## TASK REQUIREMENTS
Repeat nothing but the lines below running from the one containing "Target: green leaves" to the one containing "Target: dry grass". Keep both end lines.

## DATA FOR THE TASK
+ + + +

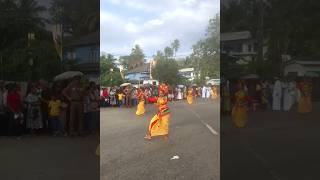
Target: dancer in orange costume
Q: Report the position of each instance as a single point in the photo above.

+ + + +

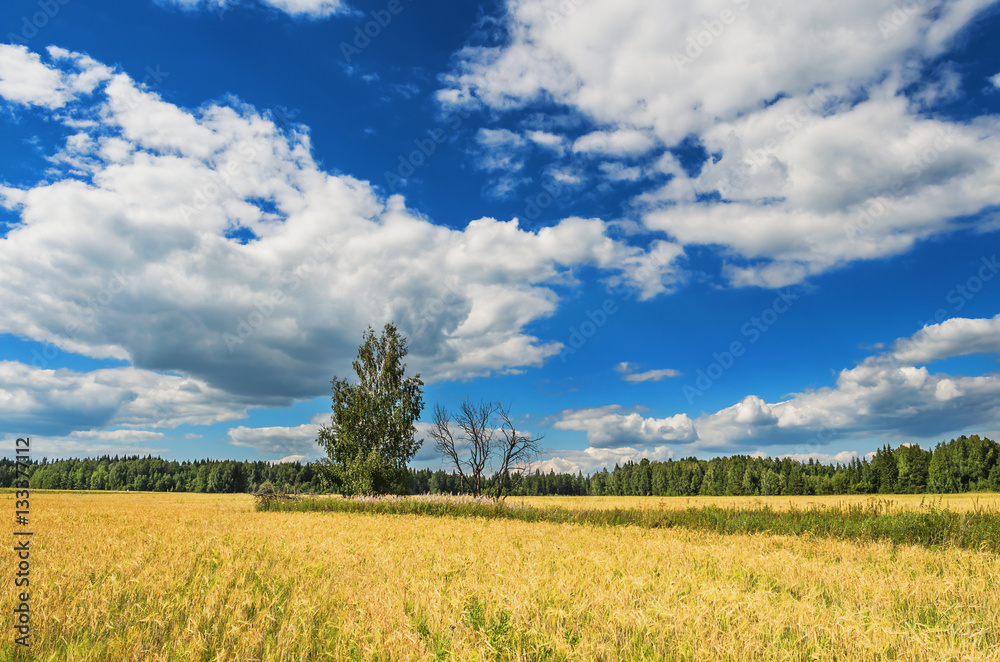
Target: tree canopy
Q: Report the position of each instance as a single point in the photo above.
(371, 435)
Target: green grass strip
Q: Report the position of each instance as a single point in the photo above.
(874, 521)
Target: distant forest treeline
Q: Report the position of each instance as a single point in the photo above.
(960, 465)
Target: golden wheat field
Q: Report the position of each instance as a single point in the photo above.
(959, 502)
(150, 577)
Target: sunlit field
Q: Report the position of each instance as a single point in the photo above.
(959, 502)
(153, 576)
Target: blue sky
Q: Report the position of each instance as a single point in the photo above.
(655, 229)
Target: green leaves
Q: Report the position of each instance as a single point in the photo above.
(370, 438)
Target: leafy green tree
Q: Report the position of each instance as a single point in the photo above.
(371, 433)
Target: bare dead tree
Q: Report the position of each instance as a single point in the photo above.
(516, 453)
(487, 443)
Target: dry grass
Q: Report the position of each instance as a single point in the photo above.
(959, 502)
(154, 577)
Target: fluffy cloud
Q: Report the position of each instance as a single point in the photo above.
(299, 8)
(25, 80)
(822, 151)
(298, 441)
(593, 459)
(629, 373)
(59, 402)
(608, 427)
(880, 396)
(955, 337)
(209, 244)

+ + + +

## EXERCISE RESPONSE
Target: green leaves
Q: Report the position of each instance as a single point in the photo above.
(370, 438)
Target: leafy green tree
Q: Report the position of each instance as a single point in the photo above.
(371, 433)
Target: bare dead tree
Q: Report the position of each instance as a single point in the photo above.
(516, 453)
(487, 443)
Target: dry grass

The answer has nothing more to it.